_Recorded data_
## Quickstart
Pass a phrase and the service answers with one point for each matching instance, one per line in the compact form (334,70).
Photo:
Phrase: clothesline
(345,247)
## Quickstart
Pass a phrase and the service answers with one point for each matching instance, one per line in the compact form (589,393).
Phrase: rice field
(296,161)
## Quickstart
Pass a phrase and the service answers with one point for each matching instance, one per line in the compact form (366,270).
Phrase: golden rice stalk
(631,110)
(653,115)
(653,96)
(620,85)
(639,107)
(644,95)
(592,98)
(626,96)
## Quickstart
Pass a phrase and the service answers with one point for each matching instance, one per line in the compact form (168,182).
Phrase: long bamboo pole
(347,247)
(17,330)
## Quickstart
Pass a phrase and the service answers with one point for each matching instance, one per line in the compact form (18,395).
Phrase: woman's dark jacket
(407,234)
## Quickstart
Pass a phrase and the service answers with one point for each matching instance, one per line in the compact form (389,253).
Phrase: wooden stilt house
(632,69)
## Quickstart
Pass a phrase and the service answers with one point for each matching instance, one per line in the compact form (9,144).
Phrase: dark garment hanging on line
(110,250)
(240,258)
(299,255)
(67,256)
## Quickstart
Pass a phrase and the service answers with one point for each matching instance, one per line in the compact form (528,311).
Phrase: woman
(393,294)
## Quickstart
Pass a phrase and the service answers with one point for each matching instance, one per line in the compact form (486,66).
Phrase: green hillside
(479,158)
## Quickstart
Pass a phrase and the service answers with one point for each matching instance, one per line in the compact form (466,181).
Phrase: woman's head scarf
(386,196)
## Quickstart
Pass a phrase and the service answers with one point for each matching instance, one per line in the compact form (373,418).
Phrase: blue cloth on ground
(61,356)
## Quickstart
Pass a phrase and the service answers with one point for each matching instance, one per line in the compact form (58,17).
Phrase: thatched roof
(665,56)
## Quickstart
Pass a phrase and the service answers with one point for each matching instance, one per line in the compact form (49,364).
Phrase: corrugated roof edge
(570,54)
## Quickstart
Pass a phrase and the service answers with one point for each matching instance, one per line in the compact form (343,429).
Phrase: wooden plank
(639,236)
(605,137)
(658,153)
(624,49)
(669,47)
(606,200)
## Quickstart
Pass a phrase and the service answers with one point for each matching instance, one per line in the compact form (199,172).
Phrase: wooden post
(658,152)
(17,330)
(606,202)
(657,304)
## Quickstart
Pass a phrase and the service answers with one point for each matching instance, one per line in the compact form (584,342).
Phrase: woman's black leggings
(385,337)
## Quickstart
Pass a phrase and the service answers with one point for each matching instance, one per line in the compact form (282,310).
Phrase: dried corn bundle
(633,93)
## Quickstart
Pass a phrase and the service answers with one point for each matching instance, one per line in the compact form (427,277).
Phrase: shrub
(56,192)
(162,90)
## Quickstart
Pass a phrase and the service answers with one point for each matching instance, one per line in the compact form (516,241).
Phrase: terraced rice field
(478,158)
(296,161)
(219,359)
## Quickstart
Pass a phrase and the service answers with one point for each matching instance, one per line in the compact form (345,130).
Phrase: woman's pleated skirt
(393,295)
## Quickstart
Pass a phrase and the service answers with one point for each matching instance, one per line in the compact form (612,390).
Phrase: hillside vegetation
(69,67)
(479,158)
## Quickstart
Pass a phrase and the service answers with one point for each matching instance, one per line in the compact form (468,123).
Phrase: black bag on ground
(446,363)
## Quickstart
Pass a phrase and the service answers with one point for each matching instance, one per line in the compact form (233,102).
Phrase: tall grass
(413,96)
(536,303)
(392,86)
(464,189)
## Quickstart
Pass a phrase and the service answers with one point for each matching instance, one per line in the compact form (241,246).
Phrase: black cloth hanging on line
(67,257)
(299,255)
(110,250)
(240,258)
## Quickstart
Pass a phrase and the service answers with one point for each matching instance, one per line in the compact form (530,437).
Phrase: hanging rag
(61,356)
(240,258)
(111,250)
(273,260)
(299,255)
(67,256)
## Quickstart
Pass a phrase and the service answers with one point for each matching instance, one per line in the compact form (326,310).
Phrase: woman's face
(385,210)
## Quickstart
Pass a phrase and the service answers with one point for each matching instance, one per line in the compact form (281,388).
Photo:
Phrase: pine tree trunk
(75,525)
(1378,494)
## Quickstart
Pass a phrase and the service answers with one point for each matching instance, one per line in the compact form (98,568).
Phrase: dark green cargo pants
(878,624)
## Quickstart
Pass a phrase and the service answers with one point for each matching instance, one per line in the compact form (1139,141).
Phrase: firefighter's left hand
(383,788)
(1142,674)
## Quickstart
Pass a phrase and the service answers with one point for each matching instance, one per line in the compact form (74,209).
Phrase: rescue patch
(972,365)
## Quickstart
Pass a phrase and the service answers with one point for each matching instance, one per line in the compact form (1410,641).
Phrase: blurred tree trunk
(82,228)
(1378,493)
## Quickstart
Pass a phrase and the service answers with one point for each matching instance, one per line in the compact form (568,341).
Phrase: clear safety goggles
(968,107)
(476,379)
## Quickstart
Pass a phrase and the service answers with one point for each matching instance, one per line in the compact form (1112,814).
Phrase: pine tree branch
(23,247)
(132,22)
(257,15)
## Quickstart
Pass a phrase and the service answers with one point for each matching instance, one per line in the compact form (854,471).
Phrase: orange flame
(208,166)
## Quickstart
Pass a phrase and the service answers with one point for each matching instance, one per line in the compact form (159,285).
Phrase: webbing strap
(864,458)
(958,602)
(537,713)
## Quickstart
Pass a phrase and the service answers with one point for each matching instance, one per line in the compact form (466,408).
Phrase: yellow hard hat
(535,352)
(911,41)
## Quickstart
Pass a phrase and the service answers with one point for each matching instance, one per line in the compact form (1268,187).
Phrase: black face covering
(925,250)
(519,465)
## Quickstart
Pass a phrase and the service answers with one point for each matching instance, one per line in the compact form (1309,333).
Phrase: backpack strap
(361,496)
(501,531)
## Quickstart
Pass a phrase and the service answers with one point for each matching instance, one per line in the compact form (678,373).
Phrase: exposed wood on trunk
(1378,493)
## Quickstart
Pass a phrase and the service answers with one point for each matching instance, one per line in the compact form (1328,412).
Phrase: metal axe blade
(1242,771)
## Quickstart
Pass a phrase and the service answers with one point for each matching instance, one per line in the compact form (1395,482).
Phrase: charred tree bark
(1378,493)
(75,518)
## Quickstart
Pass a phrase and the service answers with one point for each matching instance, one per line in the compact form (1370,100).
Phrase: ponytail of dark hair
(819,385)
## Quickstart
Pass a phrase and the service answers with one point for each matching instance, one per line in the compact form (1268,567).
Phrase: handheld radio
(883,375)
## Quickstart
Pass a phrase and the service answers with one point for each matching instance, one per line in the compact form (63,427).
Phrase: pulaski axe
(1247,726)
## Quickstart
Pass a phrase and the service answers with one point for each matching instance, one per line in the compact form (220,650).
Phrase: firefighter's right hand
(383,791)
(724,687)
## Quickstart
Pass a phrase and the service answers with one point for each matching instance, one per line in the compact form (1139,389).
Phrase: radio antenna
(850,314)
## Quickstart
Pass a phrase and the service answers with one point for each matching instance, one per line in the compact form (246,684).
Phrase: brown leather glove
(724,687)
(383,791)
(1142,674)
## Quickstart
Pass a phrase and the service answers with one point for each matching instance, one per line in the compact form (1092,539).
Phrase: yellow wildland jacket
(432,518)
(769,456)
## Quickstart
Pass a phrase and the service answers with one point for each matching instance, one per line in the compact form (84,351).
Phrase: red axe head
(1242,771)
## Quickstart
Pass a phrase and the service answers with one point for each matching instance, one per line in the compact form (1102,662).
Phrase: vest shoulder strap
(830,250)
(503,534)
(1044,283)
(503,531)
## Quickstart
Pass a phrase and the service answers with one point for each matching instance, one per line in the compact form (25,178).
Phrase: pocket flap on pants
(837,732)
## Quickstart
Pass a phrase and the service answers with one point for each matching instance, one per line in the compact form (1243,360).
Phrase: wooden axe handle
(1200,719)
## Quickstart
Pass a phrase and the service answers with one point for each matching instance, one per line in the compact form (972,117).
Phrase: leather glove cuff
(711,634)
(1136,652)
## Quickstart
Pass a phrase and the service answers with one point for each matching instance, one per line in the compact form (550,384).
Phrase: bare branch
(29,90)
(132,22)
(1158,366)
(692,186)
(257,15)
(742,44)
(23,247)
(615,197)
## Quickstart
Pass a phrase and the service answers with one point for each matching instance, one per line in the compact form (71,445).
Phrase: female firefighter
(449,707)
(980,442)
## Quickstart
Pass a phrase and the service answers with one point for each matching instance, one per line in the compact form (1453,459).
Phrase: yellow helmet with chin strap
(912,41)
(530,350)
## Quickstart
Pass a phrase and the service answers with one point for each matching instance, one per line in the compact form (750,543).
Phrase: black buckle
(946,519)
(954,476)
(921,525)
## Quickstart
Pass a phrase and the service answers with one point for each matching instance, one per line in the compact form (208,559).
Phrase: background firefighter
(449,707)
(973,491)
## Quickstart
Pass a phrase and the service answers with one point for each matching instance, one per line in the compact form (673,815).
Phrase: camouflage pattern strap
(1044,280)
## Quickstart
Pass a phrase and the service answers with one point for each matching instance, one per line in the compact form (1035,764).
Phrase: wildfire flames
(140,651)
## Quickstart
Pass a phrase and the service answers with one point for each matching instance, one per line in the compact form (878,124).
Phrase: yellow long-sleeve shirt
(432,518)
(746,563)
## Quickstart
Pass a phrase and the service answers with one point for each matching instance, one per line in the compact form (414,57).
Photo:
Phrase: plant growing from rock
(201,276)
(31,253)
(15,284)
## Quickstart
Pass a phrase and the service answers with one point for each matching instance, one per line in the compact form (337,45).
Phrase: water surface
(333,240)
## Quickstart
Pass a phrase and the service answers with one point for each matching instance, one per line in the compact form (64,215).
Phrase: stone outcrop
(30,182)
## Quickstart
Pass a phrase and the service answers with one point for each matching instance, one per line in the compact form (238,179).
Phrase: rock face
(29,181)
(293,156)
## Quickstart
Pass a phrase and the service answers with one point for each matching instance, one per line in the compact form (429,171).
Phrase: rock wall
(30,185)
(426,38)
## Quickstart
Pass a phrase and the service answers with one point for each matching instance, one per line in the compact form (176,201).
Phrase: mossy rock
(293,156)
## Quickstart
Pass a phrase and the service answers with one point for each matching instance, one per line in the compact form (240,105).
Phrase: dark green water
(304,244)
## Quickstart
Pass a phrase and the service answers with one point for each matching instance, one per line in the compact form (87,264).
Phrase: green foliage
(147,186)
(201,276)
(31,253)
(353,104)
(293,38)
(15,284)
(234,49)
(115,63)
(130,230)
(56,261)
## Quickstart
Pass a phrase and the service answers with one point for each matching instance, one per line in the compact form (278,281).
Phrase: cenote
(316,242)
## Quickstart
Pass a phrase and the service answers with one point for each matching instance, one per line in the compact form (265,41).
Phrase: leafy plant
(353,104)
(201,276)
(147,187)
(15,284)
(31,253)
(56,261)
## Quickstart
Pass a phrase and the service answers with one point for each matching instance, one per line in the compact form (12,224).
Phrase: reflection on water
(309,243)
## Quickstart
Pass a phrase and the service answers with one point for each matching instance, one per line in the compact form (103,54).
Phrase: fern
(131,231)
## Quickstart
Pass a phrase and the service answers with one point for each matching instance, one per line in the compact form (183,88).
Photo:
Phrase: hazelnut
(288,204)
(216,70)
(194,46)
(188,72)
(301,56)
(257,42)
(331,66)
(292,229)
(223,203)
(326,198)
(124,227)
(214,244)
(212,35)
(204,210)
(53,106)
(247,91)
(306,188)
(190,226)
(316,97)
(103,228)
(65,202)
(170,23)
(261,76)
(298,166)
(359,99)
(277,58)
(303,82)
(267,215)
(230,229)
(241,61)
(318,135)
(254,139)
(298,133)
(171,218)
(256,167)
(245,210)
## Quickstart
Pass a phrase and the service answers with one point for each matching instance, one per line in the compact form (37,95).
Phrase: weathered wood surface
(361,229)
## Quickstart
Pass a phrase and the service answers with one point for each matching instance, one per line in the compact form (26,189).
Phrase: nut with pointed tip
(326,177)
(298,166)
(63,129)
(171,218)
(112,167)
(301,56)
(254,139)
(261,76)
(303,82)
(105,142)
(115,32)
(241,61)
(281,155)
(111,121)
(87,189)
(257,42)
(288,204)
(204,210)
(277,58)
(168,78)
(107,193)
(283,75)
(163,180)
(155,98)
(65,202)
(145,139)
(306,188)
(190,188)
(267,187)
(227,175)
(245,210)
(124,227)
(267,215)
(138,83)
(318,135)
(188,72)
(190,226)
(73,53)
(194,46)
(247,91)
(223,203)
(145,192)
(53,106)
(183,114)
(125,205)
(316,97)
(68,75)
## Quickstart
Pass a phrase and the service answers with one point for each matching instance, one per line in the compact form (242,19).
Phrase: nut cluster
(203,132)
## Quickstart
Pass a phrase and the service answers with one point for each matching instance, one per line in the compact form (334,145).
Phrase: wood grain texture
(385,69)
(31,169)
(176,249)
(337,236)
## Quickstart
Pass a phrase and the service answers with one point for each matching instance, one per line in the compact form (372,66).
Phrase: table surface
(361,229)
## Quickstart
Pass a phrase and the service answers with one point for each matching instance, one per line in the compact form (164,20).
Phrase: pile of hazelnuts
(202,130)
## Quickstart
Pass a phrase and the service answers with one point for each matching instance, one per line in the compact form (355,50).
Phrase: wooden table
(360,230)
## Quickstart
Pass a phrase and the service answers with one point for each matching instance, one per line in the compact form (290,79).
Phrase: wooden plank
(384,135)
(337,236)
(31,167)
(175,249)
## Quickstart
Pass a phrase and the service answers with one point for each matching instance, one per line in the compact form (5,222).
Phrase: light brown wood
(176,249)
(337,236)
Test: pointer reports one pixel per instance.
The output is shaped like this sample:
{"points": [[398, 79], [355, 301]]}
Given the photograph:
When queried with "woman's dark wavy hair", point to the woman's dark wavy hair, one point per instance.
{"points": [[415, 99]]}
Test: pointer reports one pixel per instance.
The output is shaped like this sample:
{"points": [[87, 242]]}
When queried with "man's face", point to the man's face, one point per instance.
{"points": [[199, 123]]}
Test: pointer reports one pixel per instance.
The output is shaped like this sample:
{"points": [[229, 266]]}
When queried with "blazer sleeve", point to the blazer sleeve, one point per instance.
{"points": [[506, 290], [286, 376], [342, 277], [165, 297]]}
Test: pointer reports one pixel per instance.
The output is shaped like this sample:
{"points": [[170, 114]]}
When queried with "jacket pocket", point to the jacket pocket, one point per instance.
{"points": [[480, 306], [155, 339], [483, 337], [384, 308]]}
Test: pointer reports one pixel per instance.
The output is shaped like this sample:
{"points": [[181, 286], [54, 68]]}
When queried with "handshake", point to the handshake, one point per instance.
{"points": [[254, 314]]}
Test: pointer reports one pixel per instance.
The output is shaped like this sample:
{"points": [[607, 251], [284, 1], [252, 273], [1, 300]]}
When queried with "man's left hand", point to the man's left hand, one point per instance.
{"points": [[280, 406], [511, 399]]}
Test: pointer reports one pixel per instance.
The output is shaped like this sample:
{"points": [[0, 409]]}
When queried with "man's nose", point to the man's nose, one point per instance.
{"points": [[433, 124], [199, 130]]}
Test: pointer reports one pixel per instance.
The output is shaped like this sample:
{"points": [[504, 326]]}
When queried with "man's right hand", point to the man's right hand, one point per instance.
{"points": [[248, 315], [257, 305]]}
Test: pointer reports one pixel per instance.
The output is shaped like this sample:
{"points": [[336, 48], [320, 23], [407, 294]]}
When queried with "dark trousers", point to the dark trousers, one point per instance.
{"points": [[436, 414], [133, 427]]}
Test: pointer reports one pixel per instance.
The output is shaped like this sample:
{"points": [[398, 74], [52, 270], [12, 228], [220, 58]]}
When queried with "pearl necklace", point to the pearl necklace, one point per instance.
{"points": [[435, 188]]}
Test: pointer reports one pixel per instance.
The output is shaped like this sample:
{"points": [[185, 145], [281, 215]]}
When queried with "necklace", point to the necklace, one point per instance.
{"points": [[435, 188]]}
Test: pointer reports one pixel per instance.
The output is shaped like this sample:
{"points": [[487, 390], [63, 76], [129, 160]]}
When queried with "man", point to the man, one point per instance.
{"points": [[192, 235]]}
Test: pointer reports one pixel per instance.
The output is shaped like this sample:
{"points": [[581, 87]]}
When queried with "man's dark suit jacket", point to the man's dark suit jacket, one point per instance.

_EXERCISE_
Of the lines above, extract only those from the line with "compact form (208,559)." to the line with "compact form (878,124).", both included, exactly as written.

_EXERCISE RESULT_
Pass a phrase and the service answers with one point for each matching instance, one per line in the compact form (208,559).
Phrase: background firefighter
(449,707)
(973,491)
## Quickstart
Pass a phrase and the service answers with one point for each matching instance, one per line in the compact form (673,815).
Phrase: camouflage pattern strap
(1044,280)
## Quickstart
Pass a phrase and the service answers with one point for each matching instance, one per line in the compact form (1035,764).
Phrase: wildfire flames
(140,651)
## Quickstart
Pass a phrase and the service answers with one point for each matching instance, one per line in the compact form (878,124).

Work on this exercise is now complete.